WHAT THIS TASK INVOLVES:
You are asked to write out the entries exactly as they are given.

───── MATERIAL FOR THIS EXERCISE

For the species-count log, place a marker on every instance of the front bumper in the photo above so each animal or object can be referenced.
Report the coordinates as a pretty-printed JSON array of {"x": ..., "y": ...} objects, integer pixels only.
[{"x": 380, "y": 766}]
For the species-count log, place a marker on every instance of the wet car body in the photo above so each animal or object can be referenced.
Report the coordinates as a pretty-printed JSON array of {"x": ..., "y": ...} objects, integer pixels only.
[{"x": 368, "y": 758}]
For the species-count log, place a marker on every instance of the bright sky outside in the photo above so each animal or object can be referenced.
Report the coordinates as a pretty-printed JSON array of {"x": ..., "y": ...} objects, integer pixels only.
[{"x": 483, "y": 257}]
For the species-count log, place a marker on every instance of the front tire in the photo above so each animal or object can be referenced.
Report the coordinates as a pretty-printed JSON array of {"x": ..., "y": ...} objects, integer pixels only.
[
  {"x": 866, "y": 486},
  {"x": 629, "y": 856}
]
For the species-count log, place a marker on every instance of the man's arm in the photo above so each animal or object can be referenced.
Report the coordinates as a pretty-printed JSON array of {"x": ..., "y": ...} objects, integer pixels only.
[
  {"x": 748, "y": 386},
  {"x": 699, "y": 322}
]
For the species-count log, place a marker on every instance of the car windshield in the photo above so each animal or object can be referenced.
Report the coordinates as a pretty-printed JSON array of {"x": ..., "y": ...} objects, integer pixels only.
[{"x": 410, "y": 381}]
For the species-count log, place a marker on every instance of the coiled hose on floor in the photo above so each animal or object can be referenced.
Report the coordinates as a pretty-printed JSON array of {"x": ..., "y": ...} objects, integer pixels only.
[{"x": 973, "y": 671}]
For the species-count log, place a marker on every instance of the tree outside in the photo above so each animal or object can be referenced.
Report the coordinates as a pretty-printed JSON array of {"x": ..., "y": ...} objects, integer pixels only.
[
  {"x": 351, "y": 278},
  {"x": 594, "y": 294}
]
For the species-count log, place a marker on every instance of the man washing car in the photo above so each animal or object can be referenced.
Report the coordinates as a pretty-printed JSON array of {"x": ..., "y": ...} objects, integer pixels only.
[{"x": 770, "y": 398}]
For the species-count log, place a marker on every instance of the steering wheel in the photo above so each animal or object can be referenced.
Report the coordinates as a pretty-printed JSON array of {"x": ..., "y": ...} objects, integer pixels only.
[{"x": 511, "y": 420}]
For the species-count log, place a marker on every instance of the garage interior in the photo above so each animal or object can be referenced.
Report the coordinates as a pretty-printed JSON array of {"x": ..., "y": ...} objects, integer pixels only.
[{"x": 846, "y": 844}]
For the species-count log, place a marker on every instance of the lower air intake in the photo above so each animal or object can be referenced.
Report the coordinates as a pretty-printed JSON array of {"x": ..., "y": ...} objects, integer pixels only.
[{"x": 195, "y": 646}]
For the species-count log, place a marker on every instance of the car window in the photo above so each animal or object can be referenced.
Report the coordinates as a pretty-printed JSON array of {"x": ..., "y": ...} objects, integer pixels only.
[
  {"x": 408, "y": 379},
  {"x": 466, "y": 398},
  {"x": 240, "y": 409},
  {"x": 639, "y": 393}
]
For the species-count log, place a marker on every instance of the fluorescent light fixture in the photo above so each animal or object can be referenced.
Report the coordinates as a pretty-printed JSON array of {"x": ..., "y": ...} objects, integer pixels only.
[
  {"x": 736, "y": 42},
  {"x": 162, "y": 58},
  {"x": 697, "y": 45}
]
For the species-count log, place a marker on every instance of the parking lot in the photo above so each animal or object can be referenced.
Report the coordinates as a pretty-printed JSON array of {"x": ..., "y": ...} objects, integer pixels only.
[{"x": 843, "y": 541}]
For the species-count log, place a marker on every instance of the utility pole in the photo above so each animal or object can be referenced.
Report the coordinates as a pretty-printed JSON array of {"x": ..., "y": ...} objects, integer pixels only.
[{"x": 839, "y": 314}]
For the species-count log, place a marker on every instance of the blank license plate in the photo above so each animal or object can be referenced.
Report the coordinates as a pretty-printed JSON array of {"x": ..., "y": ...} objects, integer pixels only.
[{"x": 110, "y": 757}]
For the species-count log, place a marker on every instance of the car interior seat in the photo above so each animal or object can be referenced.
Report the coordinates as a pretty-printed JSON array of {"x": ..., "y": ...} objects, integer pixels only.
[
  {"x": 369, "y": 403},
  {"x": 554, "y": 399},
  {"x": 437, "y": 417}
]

──────────

FINISHED TASK:
For the species-count log, place a marker on every instance of the front bumper in the photo above so each animal or object can be referenced.
Report the coordinates as a pretty-printed JSON array of {"x": ..., "y": ...} objects, integer pixels only.
[{"x": 380, "y": 766}]
For the species-count log, place a marker on every instance of the wet car body in the photo above so each animal or object can be referenced.
Report the coordinates as a pretty-printed JSON array of {"x": ..., "y": ...} objects, integer pixels only.
[{"x": 368, "y": 758}]
For the species-count log, place a marker on every instance of the bright sky outside in the photo above so each animal or object can be referenced.
Report the coordinates as a pretty-printed JSON array of {"x": ..., "y": ...} objects, integer pixels only.
[{"x": 483, "y": 257}]
For the species-count log, place a marker on every instance of the front tire in the photo above so each animal or object can be referenced.
Report the coordinates as a pretty-printed JSON array of {"x": ..., "y": ...} objects, integer pixels only.
[
  {"x": 866, "y": 486},
  {"x": 629, "y": 856}
]
For the species-count log, place a marker on every instance of the man's arm in the photo above so each animal or object can be referenced.
Report the coordinates as a pretty-printed JSON array of {"x": ..., "y": ...} objects, integer pixels only.
[
  {"x": 748, "y": 386},
  {"x": 699, "y": 322}
]
For the species-count log, place a marker on every instance of the car windshield in the photo above so each animal or object can be referenced.
Report the coordinates as a pretty-printed JSON array of {"x": ..., "y": ...} objects, integer pixels only.
[{"x": 410, "y": 381}]
For the species-count log, place a marker on every instance of the coiled hose on floor in the photo above so each animal or object can be referenced.
Report the coordinates as a pretty-printed JSON array of {"x": ..., "y": ...} objects, integer pixels only.
[{"x": 973, "y": 671}]
For the species-count log, place a marker on every instance of the tree outside in the photo above so each animal or object can be referenced.
Report the coordinates as a pretty-printed JSON array of {"x": ..., "y": ...} objects, integer pixels only.
[
  {"x": 351, "y": 278},
  {"x": 594, "y": 294}
]
For the species-count log, place a marker on every instance of the man washing car in the photo above so each animal or object can be referenced.
Report the coordinates as a pretty-printed JSON array of {"x": ..., "y": ...} objects, integer pixels only.
[{"x": 770, "y": 398}]
For the species-count log, place a marker on every instance of the steering wheel in the photo above so each animal or object can be referenced.
Report the coordinates as a pretty-printed JSON array of {"x": ..., "y": ...} objects, integer pixels only.
[{"x": 511, "y": 420}]
For the species-count log, place a marker on every instance of the garage interior in the photo above so each animal or object can be referenced.
Report the coordinates as a pretty-printed JSON array of {"x": ..., "y": ...} objects, integer pixels only.
[{"x": 846, "y": 844}]
For the species-count log, place a marker on every instance of the lower air intake in the photo above so each animal or object can be referenced.
Report the coordinates as a pretty-printed JSON array of {"x": ..., "y": ...} objects, integer pixels only.
[{"x": 195, "y": 646}]
For the species-count log, place a marker on every instance of the car window in the photo above so each animal or object can be referenced.
Report the coordinates as a pretty-printed JSON array of {"x": ..., "y": ...} objects, integer pixels only.
[
  {"x": 408, "y": 379},
  {"x": 466, "y": 398},
  {"x": 240, "y": 409},
  {"x": 639, "y": 393}
]
For the species-count log, place a marker on every instance of the fluorescent light fixture in the photo above so each animal or object can be referenced.
Report the coordinates as a pretty-printed JSON array of {"x": ..., "y": ...} objects, integer pixels only.
[
  {"x": 736, "y": 42},
  {"x": 162, "y": 58},
  {"x": 697, "y": 45}
]
For the species-count log, place a marker on every instance of the parking lot in the photo above so each animal or object can be referenced.
Report the coordinates as a pretty-printed JSON array of {"x": ..., "y": ...} objects, integer pixels only.
[{"x": 843, "y": 541}]
For the species-count log, place a marker on every instance of the utility pole in the photo above so each animal or object can be referenced.
Report the coordinates as a pretty-printed JSON array of {"x": ..., "y": ...} objects, integer pixels only.
[{"x": 839, "y": 314}]
For the species-count log, place a marker on every instance of the blank license plate in the photo above so each animal or object can be referenced.
Report the coordinates as a pretty-printed JSON array of {"x": ..., "y": ...} objects, integer pixels only.
[{"x": 110, "y": 757}]
For the species-count log, place a marker on every instance of the car interior seat in the photo above so each animal or object can be referenced.
Report the coordinates as a pretty-printed JSON array of {"x": ..., "y": ...} objects, integer pixels only.
[
  {"x": 369, "y": 403},
  {"x": 554, "y": 399},
  {"x": 437, "y": 417}
]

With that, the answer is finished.